[Dataset rows]
________________________

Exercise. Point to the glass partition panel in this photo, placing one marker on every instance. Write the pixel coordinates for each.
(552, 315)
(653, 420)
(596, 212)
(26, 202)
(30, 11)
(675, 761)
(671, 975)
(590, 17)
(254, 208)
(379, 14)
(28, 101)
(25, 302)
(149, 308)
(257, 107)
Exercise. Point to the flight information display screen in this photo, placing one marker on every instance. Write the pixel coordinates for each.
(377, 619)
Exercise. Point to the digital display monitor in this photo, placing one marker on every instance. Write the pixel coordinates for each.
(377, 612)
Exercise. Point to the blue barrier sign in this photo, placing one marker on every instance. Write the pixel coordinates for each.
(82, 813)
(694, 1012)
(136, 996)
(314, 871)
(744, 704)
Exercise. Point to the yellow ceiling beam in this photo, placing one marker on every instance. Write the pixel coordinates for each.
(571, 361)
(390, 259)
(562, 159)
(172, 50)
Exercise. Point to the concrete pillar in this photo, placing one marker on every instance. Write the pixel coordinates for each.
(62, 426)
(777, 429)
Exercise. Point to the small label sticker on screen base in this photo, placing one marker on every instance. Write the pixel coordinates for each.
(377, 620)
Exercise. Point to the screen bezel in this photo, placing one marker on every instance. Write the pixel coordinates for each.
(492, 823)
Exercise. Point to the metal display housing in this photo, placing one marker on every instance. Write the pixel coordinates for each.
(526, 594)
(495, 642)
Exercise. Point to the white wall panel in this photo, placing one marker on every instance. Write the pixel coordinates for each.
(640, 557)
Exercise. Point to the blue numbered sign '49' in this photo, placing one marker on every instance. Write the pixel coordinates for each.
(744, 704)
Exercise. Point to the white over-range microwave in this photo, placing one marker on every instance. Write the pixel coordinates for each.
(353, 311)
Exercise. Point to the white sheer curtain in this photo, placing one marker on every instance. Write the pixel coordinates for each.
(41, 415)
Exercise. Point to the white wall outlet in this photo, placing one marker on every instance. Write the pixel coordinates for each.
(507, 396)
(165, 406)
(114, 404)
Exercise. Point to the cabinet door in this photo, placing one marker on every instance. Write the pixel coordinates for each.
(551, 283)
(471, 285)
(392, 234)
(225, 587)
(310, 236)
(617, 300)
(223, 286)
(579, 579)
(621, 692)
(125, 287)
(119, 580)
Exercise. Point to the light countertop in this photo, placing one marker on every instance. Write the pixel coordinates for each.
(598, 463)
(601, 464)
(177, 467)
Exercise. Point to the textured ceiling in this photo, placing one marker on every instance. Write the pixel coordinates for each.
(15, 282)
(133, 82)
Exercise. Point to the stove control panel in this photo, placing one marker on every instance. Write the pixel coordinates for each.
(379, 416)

________________________

Copy the lines above, from the line containing "Exercise. Point to the light" through the last line, inclusive. Include the lines that have no coordinates, and scale every pixel coordinate by 2.2, rounding each result to a whole number with halves rounded up.

SOLUTION TO THE EXERCISE:
Exercise. Point to the light countertop in this photo, placing one marker on every instance. Write the pixel coordinates for each.
(1316, 1019)
(1322, 1021)
(389, 1027)
Exercise. Point to the textured ceiling in this photo, placing one marker on every instance. Write the pixel coordinates for each.
(33, 620)
(293, 180)
Exercise. Point to the stove control panel in this photo, placing one marker on every instance. Write the pixel coordinates for each.
(834, 915)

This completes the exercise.